#### TEXTO DEL EJERCICIO ####

Quizás es por eso, que las viejitas rezanderas de mi cuadra ya no dicen en sus oraciones “…y danos el pan nuestro de cada día”, sino que ahora imploran “…y danos el dólar nuestro de cada día”

martes, 9 de julio de 2019




Dante y El Metro de Caracas, 

por Tulio Ramírez


Hace unos días dedique este espacio al Metro de Caracas. Compartí las peripecias que viví cuando intenté viajar desde la estación Zona Rental en Plaza Venezuela, hasta la estación Antímano, rumbo a la UCAB. Debo señalar que todo lo que narré fue totalmente cierto.
Este preámbulo lo hago porque luego de publicado ese artículo, recibí llamadas de colegas y jodedores (más bien de colegas jodedores), para felicitarme por tanta imaginación y creatividad. Confieso que invertí mucho tiempo para convencerlos de que no se trataba de una crónica escrita bajo los efectos de alguna lumpia de mala calidad, sino de hechos totalmente ciertos.

#### DATOS EN BRUTO ####

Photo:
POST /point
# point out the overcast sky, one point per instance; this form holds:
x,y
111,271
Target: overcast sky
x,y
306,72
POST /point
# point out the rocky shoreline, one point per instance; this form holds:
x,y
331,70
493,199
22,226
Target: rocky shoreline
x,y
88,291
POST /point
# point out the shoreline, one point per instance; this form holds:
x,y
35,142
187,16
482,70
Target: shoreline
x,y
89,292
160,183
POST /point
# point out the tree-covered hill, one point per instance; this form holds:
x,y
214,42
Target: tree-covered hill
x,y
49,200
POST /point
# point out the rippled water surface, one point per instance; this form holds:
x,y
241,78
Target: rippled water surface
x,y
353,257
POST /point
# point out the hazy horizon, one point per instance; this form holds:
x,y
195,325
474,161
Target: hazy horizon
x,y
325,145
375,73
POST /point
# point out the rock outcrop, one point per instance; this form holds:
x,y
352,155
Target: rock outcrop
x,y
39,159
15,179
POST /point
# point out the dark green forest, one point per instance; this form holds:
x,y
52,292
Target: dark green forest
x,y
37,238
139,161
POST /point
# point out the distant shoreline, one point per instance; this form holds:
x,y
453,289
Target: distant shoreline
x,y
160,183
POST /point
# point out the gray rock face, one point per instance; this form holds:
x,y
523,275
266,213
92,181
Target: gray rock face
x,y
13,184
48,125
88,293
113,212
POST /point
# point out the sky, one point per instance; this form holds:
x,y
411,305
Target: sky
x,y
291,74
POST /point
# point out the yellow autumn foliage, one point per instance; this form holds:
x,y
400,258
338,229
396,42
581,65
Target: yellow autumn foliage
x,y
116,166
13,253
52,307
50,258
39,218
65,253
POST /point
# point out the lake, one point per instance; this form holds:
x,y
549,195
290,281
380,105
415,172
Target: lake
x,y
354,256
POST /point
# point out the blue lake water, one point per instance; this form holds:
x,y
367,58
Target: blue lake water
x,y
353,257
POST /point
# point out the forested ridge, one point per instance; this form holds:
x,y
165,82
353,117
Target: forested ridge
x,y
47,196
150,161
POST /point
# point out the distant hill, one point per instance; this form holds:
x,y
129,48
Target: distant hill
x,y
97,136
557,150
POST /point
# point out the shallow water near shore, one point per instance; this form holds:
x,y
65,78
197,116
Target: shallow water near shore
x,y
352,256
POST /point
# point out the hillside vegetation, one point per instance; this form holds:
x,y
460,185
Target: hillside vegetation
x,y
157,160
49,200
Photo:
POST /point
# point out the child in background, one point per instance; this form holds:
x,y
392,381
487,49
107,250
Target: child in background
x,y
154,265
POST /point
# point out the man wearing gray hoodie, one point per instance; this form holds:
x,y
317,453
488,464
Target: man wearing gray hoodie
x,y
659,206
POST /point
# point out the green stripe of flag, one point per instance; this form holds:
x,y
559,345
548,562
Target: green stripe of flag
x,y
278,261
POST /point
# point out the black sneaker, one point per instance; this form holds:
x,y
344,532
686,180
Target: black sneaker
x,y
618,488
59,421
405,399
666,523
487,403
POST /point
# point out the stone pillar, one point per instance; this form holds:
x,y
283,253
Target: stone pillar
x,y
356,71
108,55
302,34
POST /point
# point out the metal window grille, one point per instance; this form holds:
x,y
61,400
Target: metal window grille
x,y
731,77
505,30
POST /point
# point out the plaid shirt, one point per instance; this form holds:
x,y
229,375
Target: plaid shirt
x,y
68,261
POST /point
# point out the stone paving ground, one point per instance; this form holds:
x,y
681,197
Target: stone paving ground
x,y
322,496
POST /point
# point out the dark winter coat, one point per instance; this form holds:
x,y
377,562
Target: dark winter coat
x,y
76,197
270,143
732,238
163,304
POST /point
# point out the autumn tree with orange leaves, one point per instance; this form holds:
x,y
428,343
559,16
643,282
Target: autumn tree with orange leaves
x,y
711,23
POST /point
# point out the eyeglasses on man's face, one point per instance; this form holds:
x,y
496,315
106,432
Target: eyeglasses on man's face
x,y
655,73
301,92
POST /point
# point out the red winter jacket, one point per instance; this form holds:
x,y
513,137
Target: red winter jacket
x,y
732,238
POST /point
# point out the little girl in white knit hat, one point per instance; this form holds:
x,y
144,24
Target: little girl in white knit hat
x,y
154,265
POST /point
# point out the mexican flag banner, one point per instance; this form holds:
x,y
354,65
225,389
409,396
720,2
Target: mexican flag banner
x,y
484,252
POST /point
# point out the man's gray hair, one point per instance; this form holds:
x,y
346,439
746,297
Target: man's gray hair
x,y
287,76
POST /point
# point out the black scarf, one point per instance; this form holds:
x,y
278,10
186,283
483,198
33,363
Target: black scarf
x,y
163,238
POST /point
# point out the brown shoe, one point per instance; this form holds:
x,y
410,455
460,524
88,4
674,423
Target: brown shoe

####

> ACCIONES A REALIZAR
a: En la crónica sobre el Metro de Caracas, ¿entre qué dos estaciones se intentó hacer el viaje relatado?
b: Retoma la crónica sobre el Metro de Caracas y continúala a partir de su última oración.

> LISTA DE RESPUESTAS
a: Entre la estación Zona Rental, en Plaza Venezuela, y la estación Antímano, rumbo a la UCAB.

b:
Hoy decidí escribir sobre el mismo tema. No piense amigo lector que se trata de algún “Déficit Temático”. Si bien es cierto que en esta época los columnistas tienen muchas carestías, no pueden alegar que una de ellas sea la falta de temas.
La revolución no produce nada, pero en cuanto a temas para opinar, reflexionar, criticar o denunciar, es una fuente inagotable.
He podido titular esta columna de varias maneras según los últimos acontecimientos. Títulos como “La Comisionada habló”, “Tortura y revolución”, “Ser opositor y no morir en el intento” o “Dólar nuestro de cada día”, asegurarían el interés de los lectores, pero lo vivido recientemente en el subterráneo me obliga a retomar el tema del Metro.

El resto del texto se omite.